» **TEXT**

Die Spitzenforschung in diesen Bereichen ist längst abgewandert, weil die deutschen Schulen und Universitäten von verschnarchten Fachfremden wie Anja Karliczek international den Anschluss verloren haben.

Die CDU vermochte es, die einstige technologische Führung zu verspielen, indem sie einseitig und tumb Technologien des letzten Jahrtausends – AKWs, Verbrenner-PKWs, Massentierhaltung – förderte und alles Fortschrittliche aus Deutschland vertrieb. Nun sind wir Europas Internet-Schlußlicht. Es ist unklar, ob der Rückstand noch aufzuholen ist. Ganz sicher sind aber die asiatischen Länder technisch längst uneinholbar enteilt. Nach 16 Jahren Merkel und unzähligen Bildungsgipfeln, können deutsche Schulen mit keinen Corona-Hygienekonzepten aufwarten, weil noch nicht einmal die Waschräume funktionieren.  Man arbeitet mit Matrizen, Overheadprojektoren und Erdkundekarten aus den 1960er Jahren. An dieses dubiose #Neuland ist in Schulen gar nicht zu denken. Dafür müsste man schließlich funktionierendes WLAN haben. Da es das nicht gibt, brauchen wir auch keine Computer-Hardware für Schüler. Es passt ins Bild, das international abgegeben wird. (…)

» **BEREITGESTELLTES MATERIAL**
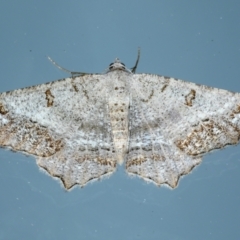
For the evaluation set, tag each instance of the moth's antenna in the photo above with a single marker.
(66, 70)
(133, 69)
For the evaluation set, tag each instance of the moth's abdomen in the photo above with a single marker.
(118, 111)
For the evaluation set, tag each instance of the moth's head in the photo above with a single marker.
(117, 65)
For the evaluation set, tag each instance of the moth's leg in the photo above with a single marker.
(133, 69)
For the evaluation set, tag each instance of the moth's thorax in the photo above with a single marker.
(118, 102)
==
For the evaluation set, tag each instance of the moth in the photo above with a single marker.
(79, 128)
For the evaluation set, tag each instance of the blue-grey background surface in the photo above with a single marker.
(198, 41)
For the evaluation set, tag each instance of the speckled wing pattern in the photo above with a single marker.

» **AUFGABEN BEARBEITEN**
1. Übersetze den Satz „Es ist unklar, ob der Rückstand noch aufzuholen ist.“ aus dem Text über Deutschlands technologischen Rückstand ins Englische.
2. Schreibe den Text über Deutschlands technologischen Rückstand im Anschluss an seinen letzten Satz weiter.

» **ANTWORTEN JE AUFGABE**
1. It is unclear whether the gap can still be closed.

2.
(Die Nann-Nix-Republik, 30.07.2021)

Nachdem die Deutschen es wie durch ein Wunder schafften, im Herbst 2021 die CDU aus dem Kanzleramt zu wählen, dauerte es nur wenige Monate und schon liegt die CDU schon wieder in allen Umfragen vorn. Der Urnenpöbel wünscht sich Fritze Merz aus dem letzten Jahrtausend aus Kanzler.

So wie wir bei der Migrationspolitik von Erdoğan abhängig sind, bei Energie von Putin und den Scharia-Regimen am Golf, steht es bei vielen Industrieprodukten um die Abhängigkeit von China. Ein Land, das gerade aktiv einen Genozid an den Uiguren begeht. Genau neben den Internierungslagern bei Ürümqi sind die meisten der 90.000 VW-Mitarbeiter in China beschäftigt. Der Autozulieferer Bosch beschäftigt 50.000 Menschen in China.

Dabei lässt sich die deutsche Wirtschaft, von den Milliardengewinnen geblendet, kräftig verarschen.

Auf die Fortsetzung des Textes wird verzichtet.